### What to work on
According to the article on the 1891 North-West Territories general election, what was the key issue in that election?

### Quoted text
1891 North-West Territories general election

25 seats in the North-West Legislative Assembly
| Chairman before election Robert Brett | Chairman after election Frederick Haultain |

= 1891 North-West Territories general election =

The 1891 North-West Territories general election was held on 7 November 1891 to elect 25 members of the Legislative Assembly of the North-West Territories, Canada. It was the second general election in the History of the North-West Territories. The legislature for the first time had no appointed members. It had 25 elected members, four more than in the 1888 election. The assembly had grown by one member—the three appointed "at large" legal advisors who had sat in the assembly previously were no longer there.

Frederick W. A. G. Haultain, the member for Macleod, was the government leader.

The key issue in this election was the French language question. Politicians had spent the previous three years divided on the issues of eliminating the status of the French language as an official language of the territory, and of assimilation of the French-speaking population. The appointed government made French an official language in Section 11 of the North-West Territories Act of 1877 that gained Royal Assent 28 April 1877. Prior to that, French was an official language while the North-West Territories was administered under the Manitoba Act from 1870 to 1875.

[Excerpt from a dataset]
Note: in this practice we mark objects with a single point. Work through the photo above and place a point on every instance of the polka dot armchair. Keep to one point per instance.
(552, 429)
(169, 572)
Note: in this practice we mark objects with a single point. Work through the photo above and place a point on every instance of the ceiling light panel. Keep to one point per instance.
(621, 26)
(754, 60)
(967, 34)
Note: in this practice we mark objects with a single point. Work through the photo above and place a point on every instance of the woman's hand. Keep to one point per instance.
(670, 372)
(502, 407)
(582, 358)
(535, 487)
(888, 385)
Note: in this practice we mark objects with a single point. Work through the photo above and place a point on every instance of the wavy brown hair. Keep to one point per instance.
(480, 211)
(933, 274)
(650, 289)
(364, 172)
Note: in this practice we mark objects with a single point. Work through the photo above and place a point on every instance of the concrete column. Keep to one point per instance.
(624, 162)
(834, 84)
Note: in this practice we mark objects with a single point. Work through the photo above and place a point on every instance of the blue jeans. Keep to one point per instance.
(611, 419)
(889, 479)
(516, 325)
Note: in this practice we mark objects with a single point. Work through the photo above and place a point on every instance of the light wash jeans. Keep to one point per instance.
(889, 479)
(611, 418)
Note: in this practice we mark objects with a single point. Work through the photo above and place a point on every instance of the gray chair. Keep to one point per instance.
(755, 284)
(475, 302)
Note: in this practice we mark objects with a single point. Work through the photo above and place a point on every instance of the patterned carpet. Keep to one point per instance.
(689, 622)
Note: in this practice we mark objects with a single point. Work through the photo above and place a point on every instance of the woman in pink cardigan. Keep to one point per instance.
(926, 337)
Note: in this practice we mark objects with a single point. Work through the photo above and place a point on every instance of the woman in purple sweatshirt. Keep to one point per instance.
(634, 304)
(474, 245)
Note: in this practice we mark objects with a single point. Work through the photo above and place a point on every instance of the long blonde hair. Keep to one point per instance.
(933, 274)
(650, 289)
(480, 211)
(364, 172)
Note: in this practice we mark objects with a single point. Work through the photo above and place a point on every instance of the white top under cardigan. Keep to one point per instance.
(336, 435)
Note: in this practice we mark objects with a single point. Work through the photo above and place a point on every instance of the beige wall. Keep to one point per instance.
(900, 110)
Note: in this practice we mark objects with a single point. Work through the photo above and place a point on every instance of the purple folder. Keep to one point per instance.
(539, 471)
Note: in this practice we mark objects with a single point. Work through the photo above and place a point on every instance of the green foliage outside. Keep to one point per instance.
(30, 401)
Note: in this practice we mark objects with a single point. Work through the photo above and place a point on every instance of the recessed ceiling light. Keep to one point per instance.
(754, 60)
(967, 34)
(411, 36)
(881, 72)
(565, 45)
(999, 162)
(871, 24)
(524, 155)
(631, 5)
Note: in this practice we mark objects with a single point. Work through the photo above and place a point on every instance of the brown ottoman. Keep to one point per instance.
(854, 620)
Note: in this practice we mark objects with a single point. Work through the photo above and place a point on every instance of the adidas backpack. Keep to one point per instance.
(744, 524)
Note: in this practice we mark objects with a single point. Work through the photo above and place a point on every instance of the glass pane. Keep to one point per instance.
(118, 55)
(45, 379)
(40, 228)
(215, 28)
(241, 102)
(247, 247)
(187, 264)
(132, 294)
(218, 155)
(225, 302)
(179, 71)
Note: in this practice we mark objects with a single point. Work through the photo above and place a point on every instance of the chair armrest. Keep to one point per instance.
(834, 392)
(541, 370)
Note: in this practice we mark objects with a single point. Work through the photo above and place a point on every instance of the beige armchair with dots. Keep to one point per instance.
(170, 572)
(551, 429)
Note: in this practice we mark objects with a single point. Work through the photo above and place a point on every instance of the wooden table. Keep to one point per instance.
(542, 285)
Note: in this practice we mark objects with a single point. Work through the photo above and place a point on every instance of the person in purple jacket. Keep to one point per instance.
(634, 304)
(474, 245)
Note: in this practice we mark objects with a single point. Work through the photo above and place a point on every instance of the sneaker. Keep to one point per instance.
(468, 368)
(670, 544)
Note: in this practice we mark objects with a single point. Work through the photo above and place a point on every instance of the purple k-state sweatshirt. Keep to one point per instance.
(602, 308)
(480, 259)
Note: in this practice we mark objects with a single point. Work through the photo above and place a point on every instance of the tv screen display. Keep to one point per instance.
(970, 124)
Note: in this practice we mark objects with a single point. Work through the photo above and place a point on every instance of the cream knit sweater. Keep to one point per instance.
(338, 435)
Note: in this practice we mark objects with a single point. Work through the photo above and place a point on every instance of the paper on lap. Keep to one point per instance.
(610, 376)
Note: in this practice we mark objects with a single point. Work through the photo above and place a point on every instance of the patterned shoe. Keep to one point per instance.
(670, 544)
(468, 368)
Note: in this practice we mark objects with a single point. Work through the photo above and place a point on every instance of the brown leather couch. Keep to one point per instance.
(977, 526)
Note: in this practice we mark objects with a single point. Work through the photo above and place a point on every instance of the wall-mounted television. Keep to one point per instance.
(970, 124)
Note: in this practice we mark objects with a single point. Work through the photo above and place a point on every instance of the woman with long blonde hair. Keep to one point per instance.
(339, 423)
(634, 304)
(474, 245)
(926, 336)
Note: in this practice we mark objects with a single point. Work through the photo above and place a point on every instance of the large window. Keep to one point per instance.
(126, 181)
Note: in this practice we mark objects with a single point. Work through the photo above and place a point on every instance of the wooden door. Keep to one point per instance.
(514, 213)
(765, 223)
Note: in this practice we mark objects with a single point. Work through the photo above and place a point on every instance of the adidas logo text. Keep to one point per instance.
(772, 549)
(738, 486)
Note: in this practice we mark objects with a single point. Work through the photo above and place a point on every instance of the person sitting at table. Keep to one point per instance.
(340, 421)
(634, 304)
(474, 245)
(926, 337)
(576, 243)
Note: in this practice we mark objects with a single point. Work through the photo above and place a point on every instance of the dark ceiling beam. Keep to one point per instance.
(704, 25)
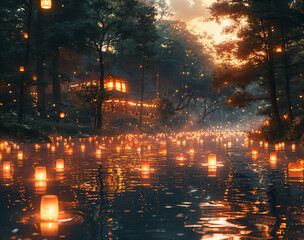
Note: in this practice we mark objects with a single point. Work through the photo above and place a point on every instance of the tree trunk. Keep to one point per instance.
(101, 91)
(56, 83)
(142, 91)
(40, 68)
(272, 83)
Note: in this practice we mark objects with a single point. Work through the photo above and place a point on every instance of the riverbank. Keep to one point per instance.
(288, 132)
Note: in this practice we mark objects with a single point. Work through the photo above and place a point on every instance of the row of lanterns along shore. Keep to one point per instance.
(49, 206)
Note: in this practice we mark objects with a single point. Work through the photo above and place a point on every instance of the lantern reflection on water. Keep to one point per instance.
(49, 207)
(295, 169)
(49, 229)
(59, 165)
(40, 173)
(212, 160)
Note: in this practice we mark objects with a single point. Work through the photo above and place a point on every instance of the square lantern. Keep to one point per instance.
(49, 208)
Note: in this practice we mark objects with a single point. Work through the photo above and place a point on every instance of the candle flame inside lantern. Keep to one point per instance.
(254, 151)
(273, 156)
(59, 165)
(40, 173)
(49, 207)
(212, 160)
(49, 229)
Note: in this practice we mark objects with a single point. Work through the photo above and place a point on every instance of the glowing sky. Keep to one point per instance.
(196, 14)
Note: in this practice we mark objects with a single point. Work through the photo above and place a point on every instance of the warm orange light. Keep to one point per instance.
(98, 151)
(254, 151)
(49, 229)
(6, 166)
(20, 155)
(273, 156)
(59, 165)
(278, 48)
(212, 160)
(40, 173)
(293, 147)
(191, 151)
(295, 169)
(40, 187)
(46, 4)
(211, 171)
(49, 207)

### Exercise response
The French language question.